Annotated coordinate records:
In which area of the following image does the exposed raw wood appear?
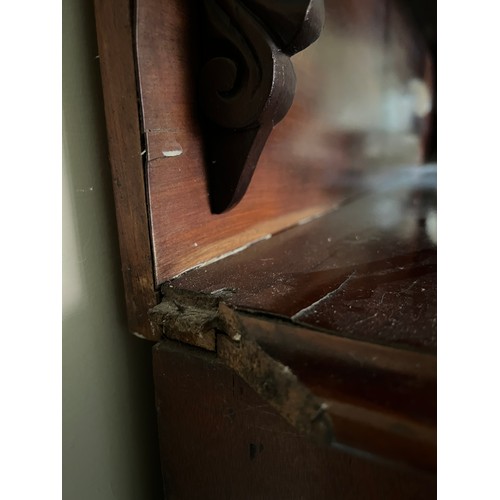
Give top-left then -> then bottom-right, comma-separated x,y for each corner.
95,0 -> 158,339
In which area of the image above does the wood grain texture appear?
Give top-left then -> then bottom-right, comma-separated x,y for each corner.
154,341 -> 436,500
199,0 -> 324,214
166,175 -> 436,353
95,0 -> 158,338
136,0 -> 430,284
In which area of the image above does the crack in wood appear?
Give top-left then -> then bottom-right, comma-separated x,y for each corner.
150,288 -> 334,445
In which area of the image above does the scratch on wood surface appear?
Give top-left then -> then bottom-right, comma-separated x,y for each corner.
290,271 -> 356,321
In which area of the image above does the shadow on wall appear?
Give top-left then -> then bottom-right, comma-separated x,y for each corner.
62,0 -> 162,500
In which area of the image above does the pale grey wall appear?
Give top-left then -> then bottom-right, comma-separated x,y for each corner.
62,0 -> 164,500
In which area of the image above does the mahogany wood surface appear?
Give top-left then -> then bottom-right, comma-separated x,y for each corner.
95,0 -> 158,337
199,0 -> 324,214
154,341 -> 436,500
136,0 -> 430,284
165,178 -> 436,353
95,0 -> 434,339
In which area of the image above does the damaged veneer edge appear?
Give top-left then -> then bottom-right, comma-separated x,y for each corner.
150,287 -> 333,443
150,285 -> 435,470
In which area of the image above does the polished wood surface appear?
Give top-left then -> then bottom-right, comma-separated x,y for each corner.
136,0 -> 427,284
199,0 -> 324,214
154,341 -> 436,500
165,176 -> 436,353
95,0 -> 158,337
95,0 -> 432,338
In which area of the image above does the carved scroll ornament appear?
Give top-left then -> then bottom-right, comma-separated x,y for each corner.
200,0 -> 324,213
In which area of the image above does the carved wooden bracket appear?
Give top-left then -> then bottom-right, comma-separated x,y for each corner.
200,0 -> 324,213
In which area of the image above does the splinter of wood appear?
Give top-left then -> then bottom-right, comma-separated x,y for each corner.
200,0 -> 324,213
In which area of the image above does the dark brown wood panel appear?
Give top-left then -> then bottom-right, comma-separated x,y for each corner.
168,178 -> 436,353
136,0 -> 425,283
95,0 -> 157,337
154,341 -> 436,500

> **Directive**:
Reproduce all of the material above word for word, omitting the picture.

> **Reply to the task**:
In which area of the following image does the exposed raw wood appear?
Give top-left then -> then bottom-right, comma-separated x,y for each corner.
95,0 -> 158,339
In which area of the image above does the wood grain texture appear?
Give top-left then -> then bottom-right, comma-separated x,y for each corner.
154,341 -> 436,500
199,0 -> 324,214
166,175 -> 436,353
95,0 -> 158,338
136,0 -> 430,284
In which area of the image above does the crack in wood appear?
Give top-left then -> then bottom-right, comma-separated x,y for each corner.
150,288 -> 334,445
In which area of the image above does the scratch on wood surface appear?
Give top-left then -> then bottom-right, comma-separated x,y for each corner.
290,271 -> 356,321
In which area of the image above does the shadow on wall appear?
Give top-left then -> then bottom-right, comma-separated x,y for each corner.
62,0 -> 162,500
In which area of the image above does the pale grey wall appear?
Give top-left then -> then bottom-right, comma-separated x,y for each corner.
62,0 -> 164,500
In which area of the image above does the mahogany wood surface appear?
Give top-left then -> then bottom-right, comma-separated x,y for each corner.
95,0 -> 158,337
199,0 -> 324,214
154,341 -> 436,500
136,0 -> 430,284
165,178 -> 436,353
95,0 -> 434,339
In which area of the image above does the damaged veneer edge appear?
Give top-left then -> then bottom-right, comma-separated x,y for each corner.
150,287 -> 333,443
150,285 -> 435,470
In which area of the image above does the polished wood surface appear?
Give top-left then -> then bottom-right, comma-separated x,y for each corner.
136,0 -> 427,284
199,0 -> 324,214
154,341 -> 436,500
165,176 -> 436,353
95,0 -> 158,337
95,0 -> 432,338
In which area of the image above does the carved scroll ornament appear?
Give top-left then -> then bottom-right, comma-separated x,y for each corner.
200,0 -> 324,213
In which area of the image above does the carved wooden bracket appear?
Give top-left then -> then bottom-right, comma-separated x,y for each corner.
200,0 -> 324,213
In which area of the image above does the splinter of wood appear?
Give top-left then -> then bottom-right, comma-separated x,y for each corner.
200,0 -> 324,213
In which area of the image above does the dark brown wood panel appear?
Give top-left then -> then bottom-right, comma-separated x,y for each corner.
168,178 -> 436,353
136,0 -> 425,283
95,0 -> 157,337
154,341 -> 436,500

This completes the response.